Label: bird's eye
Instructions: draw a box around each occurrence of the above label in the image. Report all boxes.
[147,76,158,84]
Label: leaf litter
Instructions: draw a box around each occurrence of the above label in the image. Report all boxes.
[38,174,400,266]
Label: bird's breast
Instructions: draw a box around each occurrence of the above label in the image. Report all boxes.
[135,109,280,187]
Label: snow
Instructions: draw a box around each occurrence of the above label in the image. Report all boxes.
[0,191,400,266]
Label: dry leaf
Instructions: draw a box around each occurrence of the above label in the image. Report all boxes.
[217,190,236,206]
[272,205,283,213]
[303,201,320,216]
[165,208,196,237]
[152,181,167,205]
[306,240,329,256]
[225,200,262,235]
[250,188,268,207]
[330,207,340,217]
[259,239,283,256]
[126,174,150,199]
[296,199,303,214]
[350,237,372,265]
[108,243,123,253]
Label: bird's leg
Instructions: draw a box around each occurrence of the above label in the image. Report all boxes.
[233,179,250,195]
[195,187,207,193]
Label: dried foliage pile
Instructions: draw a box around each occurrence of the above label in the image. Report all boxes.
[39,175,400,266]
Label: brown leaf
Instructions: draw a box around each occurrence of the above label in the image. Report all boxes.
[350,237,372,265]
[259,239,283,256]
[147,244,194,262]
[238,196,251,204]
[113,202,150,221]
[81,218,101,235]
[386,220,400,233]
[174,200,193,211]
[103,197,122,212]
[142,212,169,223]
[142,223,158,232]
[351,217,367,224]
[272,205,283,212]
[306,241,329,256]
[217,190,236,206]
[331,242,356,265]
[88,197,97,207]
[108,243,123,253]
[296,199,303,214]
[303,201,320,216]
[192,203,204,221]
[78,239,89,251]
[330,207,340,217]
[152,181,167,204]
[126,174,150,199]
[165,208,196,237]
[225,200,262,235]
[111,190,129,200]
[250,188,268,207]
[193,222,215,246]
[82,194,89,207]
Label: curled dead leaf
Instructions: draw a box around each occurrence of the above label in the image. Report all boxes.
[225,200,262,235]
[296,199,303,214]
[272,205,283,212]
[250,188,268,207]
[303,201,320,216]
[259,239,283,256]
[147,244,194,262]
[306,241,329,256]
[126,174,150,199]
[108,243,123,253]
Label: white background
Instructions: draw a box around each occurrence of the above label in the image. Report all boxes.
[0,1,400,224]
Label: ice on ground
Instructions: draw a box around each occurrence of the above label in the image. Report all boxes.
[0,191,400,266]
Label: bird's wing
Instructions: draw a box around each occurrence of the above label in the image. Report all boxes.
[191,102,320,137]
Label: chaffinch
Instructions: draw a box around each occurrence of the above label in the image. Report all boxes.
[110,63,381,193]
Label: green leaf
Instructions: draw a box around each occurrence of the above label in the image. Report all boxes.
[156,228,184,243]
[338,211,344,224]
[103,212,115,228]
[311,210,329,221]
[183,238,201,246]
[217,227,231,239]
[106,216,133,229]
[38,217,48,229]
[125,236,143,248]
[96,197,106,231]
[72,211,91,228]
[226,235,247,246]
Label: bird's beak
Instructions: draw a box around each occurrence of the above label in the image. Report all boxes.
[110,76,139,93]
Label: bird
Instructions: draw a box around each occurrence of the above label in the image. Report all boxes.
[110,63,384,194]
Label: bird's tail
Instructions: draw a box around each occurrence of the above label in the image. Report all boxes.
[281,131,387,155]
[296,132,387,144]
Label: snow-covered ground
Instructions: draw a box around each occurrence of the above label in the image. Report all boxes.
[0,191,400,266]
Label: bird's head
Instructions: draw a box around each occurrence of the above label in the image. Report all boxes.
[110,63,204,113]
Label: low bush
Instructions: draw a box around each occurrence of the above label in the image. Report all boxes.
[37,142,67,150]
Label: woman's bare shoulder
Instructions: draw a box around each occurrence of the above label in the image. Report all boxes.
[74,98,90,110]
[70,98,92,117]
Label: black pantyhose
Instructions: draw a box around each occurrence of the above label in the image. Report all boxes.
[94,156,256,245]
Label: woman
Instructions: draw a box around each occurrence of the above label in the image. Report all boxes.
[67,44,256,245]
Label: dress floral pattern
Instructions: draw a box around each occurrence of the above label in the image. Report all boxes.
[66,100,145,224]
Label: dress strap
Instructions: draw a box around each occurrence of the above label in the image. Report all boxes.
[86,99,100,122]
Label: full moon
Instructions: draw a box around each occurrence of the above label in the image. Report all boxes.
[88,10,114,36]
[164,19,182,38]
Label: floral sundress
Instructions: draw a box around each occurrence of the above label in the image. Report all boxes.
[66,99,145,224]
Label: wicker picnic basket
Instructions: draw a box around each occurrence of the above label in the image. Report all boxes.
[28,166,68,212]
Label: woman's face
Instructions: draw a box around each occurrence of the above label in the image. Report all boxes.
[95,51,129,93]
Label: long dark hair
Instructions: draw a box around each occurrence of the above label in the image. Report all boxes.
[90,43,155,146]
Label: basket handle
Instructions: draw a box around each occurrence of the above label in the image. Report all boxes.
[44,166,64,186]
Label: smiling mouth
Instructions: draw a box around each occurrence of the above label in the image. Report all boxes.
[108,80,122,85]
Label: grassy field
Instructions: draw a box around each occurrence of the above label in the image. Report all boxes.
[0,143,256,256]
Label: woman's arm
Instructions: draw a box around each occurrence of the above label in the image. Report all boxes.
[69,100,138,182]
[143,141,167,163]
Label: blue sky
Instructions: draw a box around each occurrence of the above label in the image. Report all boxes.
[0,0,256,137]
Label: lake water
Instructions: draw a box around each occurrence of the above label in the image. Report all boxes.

**********

Prompt: Repeat all of the data above word for word.

Exercise solution:
Label: bird's eye
Instructions: draw a box around each occurrence of the above label in the image. Report all boxes.
[147,76,158,84]
Label: leaf litter
Instructions: draw a box around each occurrence of the above label in the image. Report all boxes.
[38,174,400,266]
Label: bird's breast
Instructions: draw a box around each occurrence of the above label in the image. Report all boxes.
[135,109,280,187]
Label: snow
Instructions: draw a box around each occurrence of the above label in the image. Report all boxes.
[0,191,400,266]
Label: dry leaf
Instructions: draw a box around each occurrence of the above label in the image. Report all boxes.
[217,190,236,206]
[272,205,283,213]
[303,201,320,216]
[165,208,196,237]
[152,181,167,205]
[306,240,329,256]
[225,200,262,235]
[250,188,268,207]
[330,207,340,217]
[259,239,283,256]
[126,174,150,199]
[296,199,303,214]
[350,237,372,265]
[108,243,123,253]
Label: bird's leg
Instructions: draw a box around each occurrence of the above label in the image. Report all boxes.
[233,179,250,195]
[195,187,207,193]
Label: dried foliage pile
Instructions: draw a box around each occurrence of the above label in the image. Report all boxes.
[39,175,400,266]
Label: brown leaf
Instructions: draw a box around each occurrence of the above label in the image. Report all boxes.
[350,237,372,265]
[259,239,283,256]
[147,244,194,262]
[238,196,251,204]
[113,202,150,221]
[81,218,101,235]
[386,220,400,233]
[174,200,193,211]
[103,197,122,212]
[142,212,169,223]
[142,223,158,232]
[351,217,367,224]
[272,205,283,212]
[306,241,329,256]
[217,190,236,206]
[331,242,356,265]
[88,197,97,207]
[108,243,123,253]
[296,199,303,214]
[303,201,320,216]
[192,203,204,221]
[78,239,89,251]
[330,207,340,217]
[152,181,167,204]
[126,174,150,199]
[165,208,196,237]
[225,200,262,235]
[111,190,129,200]
[250,188,268,207]
[193,222,215,246]
[82,194,89,207]
Label: curled dead leaf
Instructions: draw a box around each occurrence of the above label in the image. Report all boxes.
[225,200,262,235]
[296,199,303,214]
[272,205,283,212]
[250,188,268,207]
[303,201,320,216]
[259,239,283,256]
[147,244,194,262]
[306,241,329,256]
[126,174,150,199]
[108,243,123,253]
Label: white background
Instructions: draw a box around each occurrence of the above label in the image. Report all boxes.
[0,1,400,224]
Label: ice on ground
Instructions: draw a box around each occurrence of the above label in the image. Report all boxes.
[0,191,400,266]
Label: bird's wing
Instructions: draw a box around each occurrence of the above label in the image. Report all boxes.
[191,102,320,137]
Label: chaffinch
Instructions: draw a box around each occurrence of the above label in the image. Report all boxes.
[110,63,381,193]
Label: green leaf
Instructions: draw a box around each occurrence of the above label in the image. Report all boxes.
[156,228,184,243]
[338,211,344,224]
[103,212,115,228]
[311,210,329,221]
[183,238,201,246]
[217,227,231,239]
[106,216,133,229]
[38,217,48,229]
[125,236,143,248]
[96,197,106,231]
[72,211,91,228]
[226,235,247,246]
Label: bird's beak
Instructions: draw a box around each occurrence of the above label in the image. Report all boxes.
[110,76,139,93]
Label: bird
Instructions: draw a box around each occurrence of the above label in the image. Report all boxes.
[110,63,384,194]
Label: bird's tail
Instructions: draw a box around each occurrence of the above label in the image. Report all boxes.
[281,131,387,155]
[296,132,387,144]
Label: snow-covered ground
Instructions: draw a box around each occurrence of the above label in the image. Report all boxes.
[0,191,400,266]
Label: bird's head
Instructions: draw a box around each occurrence of the above label in the image. Report all boxes.
[110,63,204,113]
Label: low bush
Instructions: draw a box around each occurrence of the above label in the image. Report all boxes.
[37,142,67,150]
Label: woman's bare shoulder
Instructions: draw a box around each occurrence of the above label in the image. Report all boxes.
[74,98,90,110]
[70,98,92,117]
Label: black pantyhose
Instructions: draw a box around each occurrence of the above label in the image. Report all boxes.
[94,156,256,245]
Label: woman
Instructions: draw a box around each occurrence of the above label in the image. Report all boxes.
[67,44,256,245]
Label: dress floral pattern
Instructions: draw a box around each occurrence of the above label in the image. Report all boxes.
[66,100,145,224]
Label: dress strap
Instructions: draw a box around each occurrence of the above label in the image. Report all boxes.
[86,99,100,122]
Label: full moon
Instructions: draw a box around each occurrence of the above label in the image. Report all boxes.
[88,10,114,36]
[164,19,182,38]
Label: floral sundress
Instructions: draw a box around each occurrence of the above label in the image. Report all boxes.
[66,99,145,224]
Label: wicker picnic basket
Instructions: draw a box around each occurrence of the above label in the image. Report all boxes.
[28,166,68,212]
Label: woman's face
Instructions: draw a box around each occurrence of the above label in the image. Report all boxes.
[95,51,129,93]
Label: long dark hair
Instructions: draw a box around each occurrence of the above label in the image. Report all boxes.
[90,43,155,146]
Label: basket handle
Instructions: draw a box around each occurrence of the above label in the image. Report all boxes.
[44,166,64,186]
Label: smiling mouth
Instructions: draw a box around each occurrence of the above label in the image. Report all boxes.
[108,80,122,85]
Label: grassy field
Instructions: draw a box around each occurrence of the above label in the image. Report all boxes.
[0,143,256,256]
Label: woman's arm
Instructions: draw a box around each occurrence of the above label in the image. Report all boxes.
[69,100,138,182]
[143,141,167,163]
Label: blue sky
Instructions: draw a box around each occurrence of the above label in the image. Report all boxes.
[0,0,256,137]
Label: lake water
Instructions: draw a box around each occurrence of the above label in the image. Report all boxes.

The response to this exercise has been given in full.